Find "[point] at the wooden entertainment" in the data below; transcribe the line it appears on and each line after it, exactly, to the end, and nothing else.

Source records
--

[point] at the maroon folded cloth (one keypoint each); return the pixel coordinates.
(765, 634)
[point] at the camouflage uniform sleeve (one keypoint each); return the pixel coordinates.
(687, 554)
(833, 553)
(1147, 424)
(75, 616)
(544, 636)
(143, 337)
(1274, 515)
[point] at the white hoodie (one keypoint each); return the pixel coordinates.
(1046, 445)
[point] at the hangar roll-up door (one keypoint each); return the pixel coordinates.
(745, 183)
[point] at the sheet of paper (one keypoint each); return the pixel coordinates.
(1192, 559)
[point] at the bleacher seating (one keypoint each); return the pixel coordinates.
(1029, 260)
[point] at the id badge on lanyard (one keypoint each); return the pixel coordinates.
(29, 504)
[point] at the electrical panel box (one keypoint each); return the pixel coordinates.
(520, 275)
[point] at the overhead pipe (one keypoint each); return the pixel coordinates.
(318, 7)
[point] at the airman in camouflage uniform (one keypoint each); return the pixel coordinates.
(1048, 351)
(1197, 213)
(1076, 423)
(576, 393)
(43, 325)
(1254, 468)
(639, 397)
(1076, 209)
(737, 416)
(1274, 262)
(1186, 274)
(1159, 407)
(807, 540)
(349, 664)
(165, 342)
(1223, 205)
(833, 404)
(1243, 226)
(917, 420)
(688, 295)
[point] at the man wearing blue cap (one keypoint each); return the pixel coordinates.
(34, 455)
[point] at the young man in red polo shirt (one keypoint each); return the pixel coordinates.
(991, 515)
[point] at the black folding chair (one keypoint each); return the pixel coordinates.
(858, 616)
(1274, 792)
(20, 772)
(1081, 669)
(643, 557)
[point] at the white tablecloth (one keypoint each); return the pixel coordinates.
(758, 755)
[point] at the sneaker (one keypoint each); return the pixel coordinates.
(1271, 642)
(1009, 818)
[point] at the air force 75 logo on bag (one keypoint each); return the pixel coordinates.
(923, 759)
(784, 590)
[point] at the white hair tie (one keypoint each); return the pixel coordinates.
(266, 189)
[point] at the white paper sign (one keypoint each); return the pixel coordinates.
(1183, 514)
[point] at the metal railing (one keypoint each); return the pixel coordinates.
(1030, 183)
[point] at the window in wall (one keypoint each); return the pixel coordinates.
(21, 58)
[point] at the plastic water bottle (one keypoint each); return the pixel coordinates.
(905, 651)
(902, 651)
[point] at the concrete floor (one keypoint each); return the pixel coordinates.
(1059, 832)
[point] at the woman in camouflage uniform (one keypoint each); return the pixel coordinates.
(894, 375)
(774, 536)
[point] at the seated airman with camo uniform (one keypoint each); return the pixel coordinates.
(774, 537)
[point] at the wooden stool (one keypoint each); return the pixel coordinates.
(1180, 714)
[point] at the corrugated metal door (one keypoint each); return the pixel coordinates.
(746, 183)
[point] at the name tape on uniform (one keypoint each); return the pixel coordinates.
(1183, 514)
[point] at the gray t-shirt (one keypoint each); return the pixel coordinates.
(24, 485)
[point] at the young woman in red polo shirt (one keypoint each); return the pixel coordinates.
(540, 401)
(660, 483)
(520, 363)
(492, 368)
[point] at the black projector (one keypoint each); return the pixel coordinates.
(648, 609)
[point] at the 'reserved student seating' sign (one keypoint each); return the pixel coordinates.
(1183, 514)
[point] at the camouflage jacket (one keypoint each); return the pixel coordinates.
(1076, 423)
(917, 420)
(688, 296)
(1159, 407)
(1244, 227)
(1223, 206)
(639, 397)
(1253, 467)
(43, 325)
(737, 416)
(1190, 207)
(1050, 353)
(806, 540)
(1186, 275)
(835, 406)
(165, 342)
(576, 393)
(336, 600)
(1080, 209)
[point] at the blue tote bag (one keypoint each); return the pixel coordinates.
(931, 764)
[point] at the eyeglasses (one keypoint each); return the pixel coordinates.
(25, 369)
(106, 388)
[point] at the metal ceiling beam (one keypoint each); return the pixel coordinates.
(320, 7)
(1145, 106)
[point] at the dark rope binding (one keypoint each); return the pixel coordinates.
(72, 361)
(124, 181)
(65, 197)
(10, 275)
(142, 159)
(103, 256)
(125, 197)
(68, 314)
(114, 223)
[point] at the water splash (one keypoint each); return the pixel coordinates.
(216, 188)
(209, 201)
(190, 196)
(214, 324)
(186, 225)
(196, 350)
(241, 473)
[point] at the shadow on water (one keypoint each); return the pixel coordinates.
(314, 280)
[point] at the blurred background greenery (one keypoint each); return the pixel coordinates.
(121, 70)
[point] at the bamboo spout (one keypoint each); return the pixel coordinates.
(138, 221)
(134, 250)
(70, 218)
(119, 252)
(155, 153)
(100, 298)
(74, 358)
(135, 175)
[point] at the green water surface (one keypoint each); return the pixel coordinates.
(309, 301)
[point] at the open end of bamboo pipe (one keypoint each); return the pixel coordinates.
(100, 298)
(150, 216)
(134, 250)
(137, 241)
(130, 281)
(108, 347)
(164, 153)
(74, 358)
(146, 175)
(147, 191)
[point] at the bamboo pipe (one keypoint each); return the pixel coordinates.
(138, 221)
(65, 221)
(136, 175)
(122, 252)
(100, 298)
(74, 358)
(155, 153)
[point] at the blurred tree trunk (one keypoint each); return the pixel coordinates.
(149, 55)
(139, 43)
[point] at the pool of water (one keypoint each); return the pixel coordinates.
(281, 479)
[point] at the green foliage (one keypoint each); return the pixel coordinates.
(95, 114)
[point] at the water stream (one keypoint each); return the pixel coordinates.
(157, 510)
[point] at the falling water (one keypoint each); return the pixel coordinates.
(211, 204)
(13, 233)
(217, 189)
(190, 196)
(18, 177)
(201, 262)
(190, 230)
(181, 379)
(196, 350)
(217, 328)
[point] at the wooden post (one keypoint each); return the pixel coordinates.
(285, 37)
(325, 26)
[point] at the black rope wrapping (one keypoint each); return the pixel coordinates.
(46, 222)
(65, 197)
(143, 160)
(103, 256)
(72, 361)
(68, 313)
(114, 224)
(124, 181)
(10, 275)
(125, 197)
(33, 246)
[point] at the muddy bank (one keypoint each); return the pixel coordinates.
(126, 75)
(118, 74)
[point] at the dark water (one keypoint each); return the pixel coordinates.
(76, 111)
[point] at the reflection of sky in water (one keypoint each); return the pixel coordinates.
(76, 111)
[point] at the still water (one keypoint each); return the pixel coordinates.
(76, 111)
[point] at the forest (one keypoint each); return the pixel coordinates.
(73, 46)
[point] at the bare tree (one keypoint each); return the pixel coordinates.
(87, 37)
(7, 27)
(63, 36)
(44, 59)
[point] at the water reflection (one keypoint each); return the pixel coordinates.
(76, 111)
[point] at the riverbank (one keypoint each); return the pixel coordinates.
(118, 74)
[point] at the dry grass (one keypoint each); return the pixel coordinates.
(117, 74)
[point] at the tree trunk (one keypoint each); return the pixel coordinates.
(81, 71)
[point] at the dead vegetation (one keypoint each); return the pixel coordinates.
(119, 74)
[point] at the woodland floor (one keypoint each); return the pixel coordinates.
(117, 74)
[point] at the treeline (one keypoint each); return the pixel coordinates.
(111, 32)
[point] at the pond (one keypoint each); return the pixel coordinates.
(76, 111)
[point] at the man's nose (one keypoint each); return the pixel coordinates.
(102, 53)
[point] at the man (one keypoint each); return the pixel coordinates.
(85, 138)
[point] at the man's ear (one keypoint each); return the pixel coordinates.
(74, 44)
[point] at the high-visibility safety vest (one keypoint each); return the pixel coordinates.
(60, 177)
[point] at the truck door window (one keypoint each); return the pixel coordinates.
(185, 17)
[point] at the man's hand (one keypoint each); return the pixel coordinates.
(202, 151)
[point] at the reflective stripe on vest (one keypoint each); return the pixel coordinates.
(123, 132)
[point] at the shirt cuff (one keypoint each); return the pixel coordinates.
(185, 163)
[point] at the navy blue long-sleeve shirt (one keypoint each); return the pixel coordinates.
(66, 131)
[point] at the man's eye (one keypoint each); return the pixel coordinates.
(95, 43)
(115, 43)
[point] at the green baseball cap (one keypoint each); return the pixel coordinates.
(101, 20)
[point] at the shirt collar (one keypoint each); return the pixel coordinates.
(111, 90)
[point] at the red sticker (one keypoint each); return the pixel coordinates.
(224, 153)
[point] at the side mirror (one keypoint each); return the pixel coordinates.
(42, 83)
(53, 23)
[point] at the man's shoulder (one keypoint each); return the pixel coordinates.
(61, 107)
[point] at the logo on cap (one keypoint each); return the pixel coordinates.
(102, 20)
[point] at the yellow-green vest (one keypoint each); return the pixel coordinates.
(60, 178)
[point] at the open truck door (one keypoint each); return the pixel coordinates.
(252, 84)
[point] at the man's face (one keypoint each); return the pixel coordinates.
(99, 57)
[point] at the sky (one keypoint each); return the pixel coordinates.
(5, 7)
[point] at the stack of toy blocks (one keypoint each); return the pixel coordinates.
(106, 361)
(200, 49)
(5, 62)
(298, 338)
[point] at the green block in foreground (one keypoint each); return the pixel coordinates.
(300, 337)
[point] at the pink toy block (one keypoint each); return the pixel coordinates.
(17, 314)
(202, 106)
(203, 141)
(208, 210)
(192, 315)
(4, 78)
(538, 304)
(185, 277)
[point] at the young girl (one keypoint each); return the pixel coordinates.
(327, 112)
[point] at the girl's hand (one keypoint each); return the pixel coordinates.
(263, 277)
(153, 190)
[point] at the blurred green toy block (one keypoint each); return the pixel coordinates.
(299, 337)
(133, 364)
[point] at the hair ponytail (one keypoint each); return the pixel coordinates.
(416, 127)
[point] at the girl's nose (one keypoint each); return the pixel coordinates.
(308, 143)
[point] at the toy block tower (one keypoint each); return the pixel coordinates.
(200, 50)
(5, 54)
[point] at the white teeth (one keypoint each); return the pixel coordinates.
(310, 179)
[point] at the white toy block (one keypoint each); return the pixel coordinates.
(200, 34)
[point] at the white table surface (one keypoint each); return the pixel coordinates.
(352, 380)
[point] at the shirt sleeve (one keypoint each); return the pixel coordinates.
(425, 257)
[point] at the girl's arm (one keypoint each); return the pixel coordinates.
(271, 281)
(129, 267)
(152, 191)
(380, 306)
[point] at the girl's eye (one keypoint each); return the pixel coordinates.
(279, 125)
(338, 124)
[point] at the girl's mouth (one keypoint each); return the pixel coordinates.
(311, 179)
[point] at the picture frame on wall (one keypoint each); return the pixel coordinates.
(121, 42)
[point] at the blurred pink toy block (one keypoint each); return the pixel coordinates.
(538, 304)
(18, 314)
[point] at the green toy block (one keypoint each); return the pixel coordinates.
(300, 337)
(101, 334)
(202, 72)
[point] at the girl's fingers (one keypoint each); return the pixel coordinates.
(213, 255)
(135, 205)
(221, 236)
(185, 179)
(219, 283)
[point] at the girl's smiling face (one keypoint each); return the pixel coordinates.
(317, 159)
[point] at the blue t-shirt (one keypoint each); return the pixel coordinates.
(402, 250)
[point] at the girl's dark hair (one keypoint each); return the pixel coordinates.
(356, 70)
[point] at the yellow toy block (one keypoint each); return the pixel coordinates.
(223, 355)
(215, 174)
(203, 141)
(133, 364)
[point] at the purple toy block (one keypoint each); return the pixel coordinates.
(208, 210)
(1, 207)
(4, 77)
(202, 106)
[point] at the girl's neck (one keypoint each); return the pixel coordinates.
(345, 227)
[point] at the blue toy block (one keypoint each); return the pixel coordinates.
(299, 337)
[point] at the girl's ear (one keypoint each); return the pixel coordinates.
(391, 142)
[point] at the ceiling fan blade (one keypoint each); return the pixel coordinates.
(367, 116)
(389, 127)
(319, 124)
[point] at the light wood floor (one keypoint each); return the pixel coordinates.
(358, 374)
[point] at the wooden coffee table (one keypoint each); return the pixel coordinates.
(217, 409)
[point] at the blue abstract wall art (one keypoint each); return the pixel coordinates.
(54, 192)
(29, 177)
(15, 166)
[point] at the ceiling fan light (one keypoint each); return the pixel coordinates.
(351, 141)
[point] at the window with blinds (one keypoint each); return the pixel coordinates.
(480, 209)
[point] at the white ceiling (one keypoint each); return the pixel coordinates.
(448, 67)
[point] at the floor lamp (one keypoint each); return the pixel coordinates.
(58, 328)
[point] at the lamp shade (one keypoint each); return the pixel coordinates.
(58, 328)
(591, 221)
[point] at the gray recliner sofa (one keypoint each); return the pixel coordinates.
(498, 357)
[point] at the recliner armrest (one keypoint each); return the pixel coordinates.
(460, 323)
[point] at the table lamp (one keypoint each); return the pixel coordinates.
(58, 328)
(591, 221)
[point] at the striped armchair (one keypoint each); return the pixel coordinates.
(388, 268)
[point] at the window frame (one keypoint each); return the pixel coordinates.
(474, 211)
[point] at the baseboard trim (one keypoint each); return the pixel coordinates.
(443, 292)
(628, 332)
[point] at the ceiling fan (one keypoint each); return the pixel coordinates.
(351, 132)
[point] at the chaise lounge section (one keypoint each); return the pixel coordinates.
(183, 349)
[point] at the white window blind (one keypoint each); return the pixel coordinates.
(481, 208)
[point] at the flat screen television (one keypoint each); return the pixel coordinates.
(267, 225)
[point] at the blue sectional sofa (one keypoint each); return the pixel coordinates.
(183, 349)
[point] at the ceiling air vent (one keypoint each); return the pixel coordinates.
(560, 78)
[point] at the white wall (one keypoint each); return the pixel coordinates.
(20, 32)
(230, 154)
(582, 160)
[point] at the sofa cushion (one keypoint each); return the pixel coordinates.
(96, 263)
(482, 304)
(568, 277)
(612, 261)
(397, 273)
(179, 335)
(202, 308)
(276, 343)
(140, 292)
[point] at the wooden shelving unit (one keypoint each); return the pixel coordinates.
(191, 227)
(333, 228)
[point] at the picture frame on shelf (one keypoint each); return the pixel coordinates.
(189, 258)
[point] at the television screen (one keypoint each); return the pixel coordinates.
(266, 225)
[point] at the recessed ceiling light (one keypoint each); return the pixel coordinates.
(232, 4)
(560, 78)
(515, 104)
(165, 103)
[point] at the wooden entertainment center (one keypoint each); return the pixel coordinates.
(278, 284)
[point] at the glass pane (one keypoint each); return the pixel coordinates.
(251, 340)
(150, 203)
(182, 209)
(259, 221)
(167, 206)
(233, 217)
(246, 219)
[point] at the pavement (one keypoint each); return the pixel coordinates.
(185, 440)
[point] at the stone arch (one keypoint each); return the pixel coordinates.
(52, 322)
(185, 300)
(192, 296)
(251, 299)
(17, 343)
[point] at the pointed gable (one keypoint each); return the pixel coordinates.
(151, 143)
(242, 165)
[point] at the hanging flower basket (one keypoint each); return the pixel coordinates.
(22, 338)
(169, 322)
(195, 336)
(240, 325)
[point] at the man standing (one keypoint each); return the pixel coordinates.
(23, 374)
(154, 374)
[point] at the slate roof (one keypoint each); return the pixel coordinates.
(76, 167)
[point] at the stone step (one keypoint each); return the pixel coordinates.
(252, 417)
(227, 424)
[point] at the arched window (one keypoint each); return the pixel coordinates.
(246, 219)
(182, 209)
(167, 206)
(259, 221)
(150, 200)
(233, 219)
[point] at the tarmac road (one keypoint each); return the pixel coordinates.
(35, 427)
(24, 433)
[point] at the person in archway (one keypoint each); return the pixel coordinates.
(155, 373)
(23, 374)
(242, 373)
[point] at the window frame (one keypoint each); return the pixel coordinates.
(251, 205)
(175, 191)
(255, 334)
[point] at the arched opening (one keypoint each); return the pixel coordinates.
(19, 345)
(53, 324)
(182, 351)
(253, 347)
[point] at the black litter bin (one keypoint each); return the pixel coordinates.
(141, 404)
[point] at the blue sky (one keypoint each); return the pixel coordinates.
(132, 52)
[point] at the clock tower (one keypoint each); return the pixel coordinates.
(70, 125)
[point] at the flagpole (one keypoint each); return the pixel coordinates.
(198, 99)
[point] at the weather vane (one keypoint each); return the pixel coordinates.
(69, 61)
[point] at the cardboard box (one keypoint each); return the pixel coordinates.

--

* The completed task
[point] at the wooden entertainment center (one keypoint each); return the pixel coordinates.
(278, 284)
[point] at the glass pane (one keypoint each); return the pixel coordinates.
(251, 340)
(150, 203)
(182, 209)
(259, 221)
(167, 206)
(233, 217)
(246, 219)
[point] at the pavement (one keypoint each); return the pixel coordinates.
(185, 440)
[point] at the stone arch (one keypoint each); return the pixel coordinates.
(52, 322)
(185, 300)
(192, 296)
(251, 299)
(17, 343)
[point] at the pointed gable (one keypoint each); return the pixel coordinates.
(151, 143)
(242, 165)
[point] at the hanging flower basket (one keypoint each); return the pixel coordinates.
(22, 338)
(169, 322)
(195, 336)
(240, 325)
[point] at the man standing (one keypoint each); return the pixel coordinates.
(23, 374)
(154, 374)
[point] at the slate roof (one keypoint each); return the pixel coordinates.
(76, 167)
[point] at the stone step (one keypoint each); return the pixel coordinates.
(252, 417)
(227, 424)
[point] at the arched window (one keypoint each); return the pixel coordinates.
(246, 219)
(182, 209)
(167, 206)
(259, 221)
(150, 200)
(233, 219)
[point] at the tarmac road (one keypoint each); return the pixel coordinates.
(35, 427)
(24, 433)
[point] at the person in archway (one keypoint each); return the pixel coordinates.
(155, 373)
(23, 374)
(242, 373)
[point] at the window frame (one keypoint each); return the pixel coordinates.
(251, 205)
(175, 191)
(255, 334)
[point] at the arched opening (one keypoint each); return the pixel coordinates.
(19, 345)
(53, 324)
(182, 351)
(253, 347)
[point] at the black litter bin (one keypoint each); return the pixel coordinates.
(141, 404)
[point] at the blue sky (one keypoint each); return the pixel coordinates.
(132, 52)
[point] at the clock tower (one keypoint each); return the pixel coordinates.
(70, 125)
[point] at the flagpole (one keypoint each); return the pixel coordinates.
(198, 99)
[point] at the weather vane (one keypoint each); return the pixel coordinates.
(69, 61)
[point] at the cardboard box (one keypoint each); return the pixel coordinates.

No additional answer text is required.